**WORK REQUIRED:** Please render all of the material below as a numbered list with one line per item, skipping any blank lines. Leave the pictures out of your answer.

**DATA SUPPLIED:**
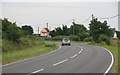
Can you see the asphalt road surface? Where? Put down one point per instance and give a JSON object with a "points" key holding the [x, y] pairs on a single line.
{"points": [[77, 58]]}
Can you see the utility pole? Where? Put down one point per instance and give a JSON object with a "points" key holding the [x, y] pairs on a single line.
{"points": [[38, 30], [73, 25], [47, 25]]}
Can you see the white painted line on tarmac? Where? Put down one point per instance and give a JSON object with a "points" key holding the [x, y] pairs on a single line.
{"points": [[37, 71], [74, 56], [29, 58], [60, 62], [112, 62]]}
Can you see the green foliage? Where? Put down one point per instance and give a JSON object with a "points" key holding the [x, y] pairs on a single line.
{"points": [[104, 38], [118, 34], [74, 38], [27, 29], [83, 35], [24, 42], [97, 28], [11, 31], [88, 39]]}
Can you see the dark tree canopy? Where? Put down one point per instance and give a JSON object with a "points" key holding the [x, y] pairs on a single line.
{"points": [[98, 28], [27, 29], [10, 31]]}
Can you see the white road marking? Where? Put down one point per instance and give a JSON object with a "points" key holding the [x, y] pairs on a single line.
{"points": [[81, 49], [37, 71], [29, 58], [60, 62], [74, 56], [112, 62]]}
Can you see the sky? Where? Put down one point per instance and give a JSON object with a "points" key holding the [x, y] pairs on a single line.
{"points": [[37, 14]]}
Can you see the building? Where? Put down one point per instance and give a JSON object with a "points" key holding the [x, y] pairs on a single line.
{"points": [[45, 32]]}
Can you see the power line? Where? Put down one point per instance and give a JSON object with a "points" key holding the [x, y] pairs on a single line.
{"points": [[109, 17]]}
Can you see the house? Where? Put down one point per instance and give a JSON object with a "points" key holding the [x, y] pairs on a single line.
{"points": [[45, 32]]}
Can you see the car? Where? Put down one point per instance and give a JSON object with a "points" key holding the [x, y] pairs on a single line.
{"points": [[66, 41]]}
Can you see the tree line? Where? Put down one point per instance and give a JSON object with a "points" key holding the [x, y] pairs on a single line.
{"points": [[12, 32], [99, 32]]}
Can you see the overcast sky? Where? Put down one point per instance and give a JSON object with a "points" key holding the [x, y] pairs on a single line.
{"points": [[37, 14]]}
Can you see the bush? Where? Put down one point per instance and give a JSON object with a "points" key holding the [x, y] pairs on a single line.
{"points": [[104, 38], [89, 39], [83, 35], [24, 42], [103, 43]]}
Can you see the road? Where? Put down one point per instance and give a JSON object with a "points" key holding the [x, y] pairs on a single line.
{"points": [[77, 58]]}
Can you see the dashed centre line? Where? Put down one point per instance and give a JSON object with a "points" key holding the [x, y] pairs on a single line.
{"points": [[74, 56], [37, 71], [60, 62]]}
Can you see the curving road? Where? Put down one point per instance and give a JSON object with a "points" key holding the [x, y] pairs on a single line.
{"points": [[77, 58]]}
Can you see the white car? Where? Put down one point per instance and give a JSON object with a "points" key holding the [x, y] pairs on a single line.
{"points": [[66, 41]]}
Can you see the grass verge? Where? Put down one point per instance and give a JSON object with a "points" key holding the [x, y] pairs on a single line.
{"points": [[28, 52], [113, 49]]}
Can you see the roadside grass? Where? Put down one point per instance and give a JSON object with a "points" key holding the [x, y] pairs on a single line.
{"points": [[113, 48], [28, 52]]}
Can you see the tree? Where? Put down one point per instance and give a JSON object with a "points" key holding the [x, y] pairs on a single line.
{"points": [[118, 34], [27, 29], [59, 31], [10, 30], [65, 30], [98, 28]]}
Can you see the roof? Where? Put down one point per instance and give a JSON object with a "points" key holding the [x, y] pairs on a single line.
{"points": [[46, 29]]}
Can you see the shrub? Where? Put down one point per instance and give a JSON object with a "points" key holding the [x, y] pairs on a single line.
{"points": [[89, 39], [83, 35], [104, 38]]}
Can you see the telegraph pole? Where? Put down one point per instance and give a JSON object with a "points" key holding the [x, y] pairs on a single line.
{"points": [[92, 17], [73, 25], [47, 25], [38, 30]]}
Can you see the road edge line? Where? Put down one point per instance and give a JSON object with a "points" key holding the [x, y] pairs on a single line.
{"points": [[112, 62]]}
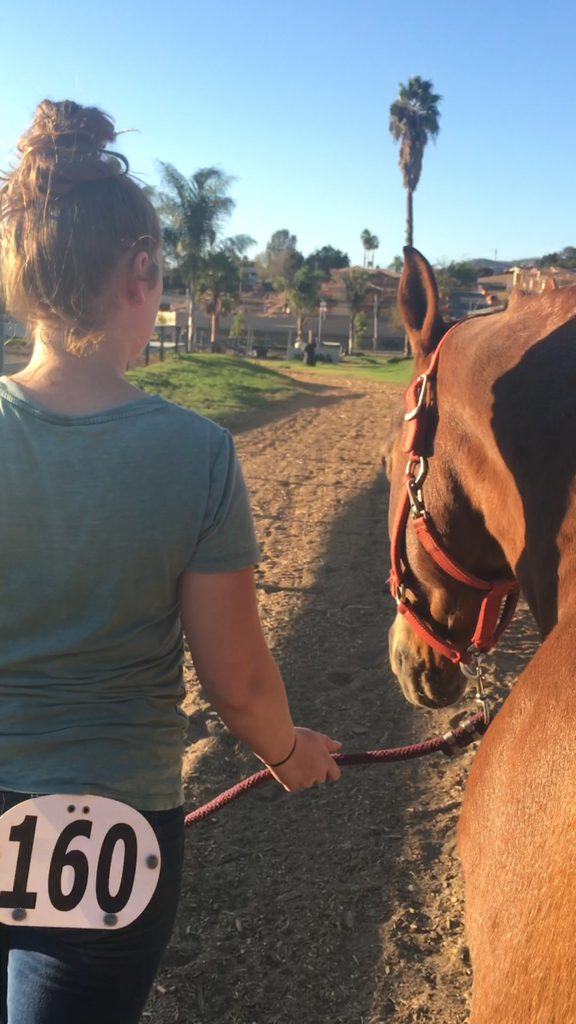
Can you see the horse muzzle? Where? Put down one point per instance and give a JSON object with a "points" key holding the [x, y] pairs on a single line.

**ANSWER FOR THIS EXERCISE:**
1. Can you see the asphalt road surface? Where? Put down one point per instance and give a JSON object with a "points" key holding the [x, y] pairs on a single line.
2. {"points": [[77, 58]]}
3. Can you see the utility pole? Where? Put down one point per instance and give a JSON object with a "points" key holding the [x, y] pairs on a single line.
4. {"points": [[38, 30], [73, 25], [47, 25]]}
5. Can you see the white painted line on tarmac? Where? Put down one point per instance and give a JSON object with a "points" key holding the [x, y] pairs on a single line.
6. {"points": [[37, 71], [74, 56], [29, 58], [60, 62], [112, 62]]}
7. Can you see the green foliage? Where? Put down one point per instance and give a JSON object with a "points" key holding the [x, y] pairs on a single line.
8. {"points": [[104, 38], [118, 34], [74, 38], [27, 29], [83, 35], [24, 42], [97, 28], [11, 31], [88, 39]]}
9. Can you see the dark tree canopy? Where? Put down one point per instance and give a JSON object with a "points" key holding the [x, y] pairs on a single line.
10. {"points": [[98, 28], [27, 29], [10, 31]]}
11. Can you see the white road marking? Where? Put down one point per instance and give a JSON object with a "points" key holding the [x, y] pairs on a single line.
12. {"points": [[81, 49], [37, 71], [29, 58], [60, 62], [74, 56], [112, 62]]}
13. Can you see the sky? Where? Put down one point per instance and give a JSON object with a "points" key holding the [x, y] pairs on a single line.
14. {"points": [[37, 14]]}
15. Can you see the building? Where? Put down one point per instance and give a JSON object with a "points" key holding the [x, y] pairs on a single line.
16. {"points": [[45, 32]]}
17. Can you see the power line? Where? Put down one point per instance and give a JSON object with a "points" key holding the [x, y] pairs on a single line.
18. {"points": [[109, 17]]}
19. Can you see the house? Where? Put down one point per instance and give a JSON object with a "points" key holding the [x, y] pairs on a single line.
20. {"points": [[45, 32]]}
21. Can you see the car? Where? Put down one point per instance and give a JSON object with a "points" key holding the [x, y] pairs on a single line.
22. {"points": [[66, 41]]}
23. Can you see the tree line? Where? Put down one point per instance and give a JSON object with a "points" key holding the [x, y] pairs on a single line.
24. {"points": [[12, 32], [99, 32]]}
25. Can you see the overcast sky? Where? Put down one point per instance and give a JSON object with a "points" key holding the [x, y] pairs on a single line.
26. {"points": [[37, 14]]}
27. Can you see the bush? Where? Put down one point per instance and give a JSON object with a "points" key holding the [x, y] pairs on a single line.
28. {"points": [[104, 38], [89, 39], [83, 35], [24, 42], [103, 43]]}
29. Can you see the road? Where? Put down one point per instance and give a JSON object with a "points" key holding the [x, y] pairs on a single line.
30. {"points": [[77, 58]]}
31. Can you see the dashed centre line? Where? Put down one point per instance and give a JSON object with a "points" key holding the [x, y] pairs on a single line.
32. {"points": [[74, 56], [37, 71], [60, 62]]}
33. Can you see the curving road? Where? Put down one point per instance and give a JSON object with a "points" key holding the [x, y] pairs on a single line.
34. {"points": [[77, 58]]}
35. Can you see the white car? Where? Put down one point per instance and give a JSON object with a "points" key holding the [x, y] pairs on a single line.
36. {"points": [[66, 41]]}
37. Can you see the grass verge? Where? Put down one point per instance and give a JSON object with a "points" key holding the [x, y] pairs on a single line.
38. {"points": [[28, 52], [113, 49]]}
39. Can you see the roadside grass? Where? Put down one point per instance and give a JSON object with a "points" key holding the [x, y] pairs on a single line.
40. {"points": [[113, 48], [28, 52]]}
41. Can you see the tree? Where? Put down one point per instance and give a JSON object with a "points" key holding the [x, y] pairs on a single line.
42. {"points": [[118, 34], [27, 29], [59, 31], [10, 30], [65, 30], [98, 28]]}
43. Can you see the roof? Where? Put down one point per instance and give a JSON object with a "points" key holding the [x, y] pairs on a single line.
44. {"points": [[46, 29]]}
45. Can you see the shrub? Where? Put down one point per instance and give a JSON object with a "points" key holding the [x, y] pairs on a single line.
46. {"points": [[89, 39], [83, 35], [104, 38]]}
47. Can you see the telegraph pole? Where? Put down one point per instance and give a JSON object with a "points" key holding the [x, y] pairs on a single line.
48. {"points": [[92, 17], [73, 25], [47, 25], [38, 30]]}
49. Can you see the road edge line? Where? Put down one point per instance and give a JSON object with a "points" key holding the [x, y] pairs on a single line.
50. {"points": [[112, 62]]}
51. Can you see the horse muzzle? Where? Put down one point per instance and give a JSON object with a "points" key holding the [x, y] pairs on a single line.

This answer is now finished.